▶ **Lesetext**
────

In Uri heimisch geworden

Folgende Porträts sind in der
Neuen Urner Zeitung erschienen:
Jörg Annen

Mich faszinieren Land und Leute

Neben ausgewanderten Urnerinnen und Urnern gibt es nicht wenige Auswärtige, die hierher ziehen und nicht mehr weg wollen. Der Altdorfer Tierarzt Jörg Annen ist einer von ihnen.

Helen Busslinger-Simmen
Jörg Annen ist ein Zugewanderter und hat in Altdorf seine Wahlheimat gefunden. Am 1. Mai im Jahr 1982 eröffnete er in Altdorf eine Tierarzt-Praxis. Er ist geblieben. Einerseits wegen der Nähe zur Natur, wegen der einmaligen Bergwelt, dem See, den romantischen Bergtälern. Andererseits blieb er, weil ihm die Offenheit, Toleranz und Humor der Urnerinnen und Urner gefallen. Nicht zuletzt wollte er, der als Kind oft mit den Eltern den Wohnort gewechselt hat, seinen zwei Söhnen die Möglichkeit geben, hier Heimat zu finden.

Zu eng in der Stadt

Annen hat an der Universität Zürich studiert und konnte zunehmend auch in der Forschung mitarbeiten. Dank einem Stipendium reiste er in fremde Länder: Er arbeitete in Afghanistan und Australien und erlebte die Weite der Wüste. Als er nach Zürich zurückkehrte, fühlte er sich eingeengt, er bekam Platzangst. Mit Schrecken stellte er fest, wie überbaut diese Region ist: „Da gab es für mich zu wenig Weite, zu wenig Rückzugsmöglichkeiten, zu viel Hektik.“

In der Stadt vermisste Annen das sinnliche Erlebnis der Jahreszeiten. Schon als Student hatte er mitten in Zürich einen Gemüsegarten angelegt, denn ohne Kontakt mit Pflanzen und Tieren fehlte ihm etwas Wichtiges. Kurzerhand nahm er eine Landkarte und steckte Nadeln dorthin, wo „Dorf und Land“ nahe beieinander sind. Als sich in Altdorf die Gelegenheit bot, als Tierarzt zu arbeiten, war sein Entschluss rasch gefällt. „Bereut habe ich es nie“, freut er sich.

────

▶ **Extrahiertes Material**
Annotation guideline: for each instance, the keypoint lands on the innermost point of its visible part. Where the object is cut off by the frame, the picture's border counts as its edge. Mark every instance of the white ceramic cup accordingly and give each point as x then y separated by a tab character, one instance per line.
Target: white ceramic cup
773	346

────

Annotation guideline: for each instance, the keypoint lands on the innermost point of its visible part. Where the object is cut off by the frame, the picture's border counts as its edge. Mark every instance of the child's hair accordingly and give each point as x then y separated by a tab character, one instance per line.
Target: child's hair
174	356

────

▶ **Ziele**
A – Fasse das Porträt über den Tierarzt Jörg Annen in zwei Sätzen zusammen.
B – Schreib aus dem Porträt über Jörg Annen den Abschnitt ab, der bei den Worten „Mich faszinieren Land“ anfängt und nach den Worten „einer von ihnen.“ aufhört.
C – Setze das Porträt über den Tierarzt Jörg Annen im Anschluss an seinen letzten Satz fort.

▶ **Lösungen**
A – Der Tierarzt Jörg Annen eröffnete am 1. Mai 1982 in Altdorf eine Praxis und blieb dort wegen der Natur und der Bergwelt sowie wegen der Offenheit, der Toleranz und des Humors der Urnerinnen und Urner. Nach dem Studium in Zürich und Arbeitsaufenthalten in Afghanistan und Australien fühlte er sich in der Stadt eingeengt, suchte einen Ort, an dem Dorf und Land nahe beieinander sind, und hat den Schritt nach Altdorf nie bereut.

B –
Mich faszinieren Land und Leute

Neben ausgewanderten Urnerinnen und Urnern gibt es nicht wenige Auswärtige, die hierher ziehen und nicht mehr weg wollen. Der Altdorfer Tierarzt Jörg Annen ist einer von ihnen.

C –
Mit offenen Augen und Ohren

Am Anfang arbeitete Annen mit zwei Kollegen auch in einer Grosstierpraxis und war bei jeder Tages- und Nachtzeit als Tierarzt unterwegs. Dabei lernte er Land und Leute besser kennen. Aber nicht nur die Fahrten zu den Bauernhöfen eröffneten ihm neue Welten und einen andern Einblick in das Wesen des Urners. Annen: „Als ich nach den Stallbesuchen oft spät abends in der Beiz ein Bier trank, traf ich junge Leute, die mir durch ihre offene Haltung und der Lust am Verändern auffielen. Nicht zuletzt dank der alternativen Szene von damals hat sich Uri zu einem fortschrittlichen Gemeinwesen entwickelt.“

Annen gefällt der Urner Dialekt, der Wortwitz, der besondere Humor: „Mir gefallen die speziellen. Wortschöpfungen. Als Zugezogener muss ich nicht alles begreifen wollen.“ Zum Beispiel blieb ihm bis heute das innere Wesen der Fasnacht fremd. „Aber ich komme schon noch dahinter“, sagt er.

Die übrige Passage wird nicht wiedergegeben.